__Exercise text__.
★ ★ ★ ★

Questions: 1) you talk about allelles that occur in 20% of Nigerians and 90% of Japanese or 62 vs 57%. Are there allelles that occur close to 100% in one race an 0% in others or even 60% in one and 0% in others? How common are such allelles? I notice that pretty much all Black people have a certain kind of hair and all Europeans don't have.

2) Will the genetic architecture of cognitive ability be fully understood, including non-additive effects, such that it will be known with a high degree of certainty that one population is genetically advantaged and has a higher genotypic IQ than another? If only the linear effects are known, people may claim that one population- population y, although appearing to be less genetically endowed for IQ when only linear effects are taken into account, gets more of an IQ boost from non-additive effects than population X.

steve hsu said...

1) Some alleles are fixed differently (~ 100% frequency) in different populations. Wade gives some examples and discusses hair, skin color, etc. Buy the book! (Or use Google.)


2) Additive variance for cognitive ability is probably larger than non-additive. If I had to guess I'd say ~ 0.6 / 0.2 for additive and non-additive contributions to total h2 (error bars about 0.1 for each number). Given enough data we may be able to get the non-additive part as well (something I am working on ;-)

Stevie Mac said...

thanks. Without knowing the non-additive part, would it be likely that the non-additive effect (or additive:non-additive ratio if you like) would be the same size in all populations or is it a real possibility that the non-additive effect size could differ between populations? I'd intuitively assume it would be the same...

★ ★ ★ ★

__About this task__.
Reproduce the passage of the genetics discussion between "1) Some alleles" and "(Or use Google.)", inclusive.

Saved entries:
★ ★ ★ ★

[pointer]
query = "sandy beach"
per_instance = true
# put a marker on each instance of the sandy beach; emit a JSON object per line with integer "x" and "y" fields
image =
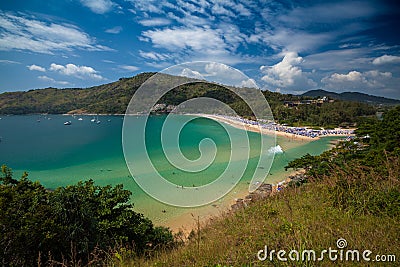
{"x": 189, "y": 220}
{"x": 256, "y": 128}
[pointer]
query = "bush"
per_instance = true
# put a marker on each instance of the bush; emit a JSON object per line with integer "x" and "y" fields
{"x": 70, "y": 223}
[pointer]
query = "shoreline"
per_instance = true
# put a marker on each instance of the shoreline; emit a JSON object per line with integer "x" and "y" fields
{"x": 280, "y": 130}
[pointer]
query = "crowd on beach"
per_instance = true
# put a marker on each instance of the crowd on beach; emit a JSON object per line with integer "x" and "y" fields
{"x": 301, "y": 131}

★ ★ ★ ★

__Answer box__.
1) Some alleles are fixed differently (~ 100% frequency) in different populations. Wade gives some examples and discusses hair, skin color, etc. Buy the book! (Or use Google.)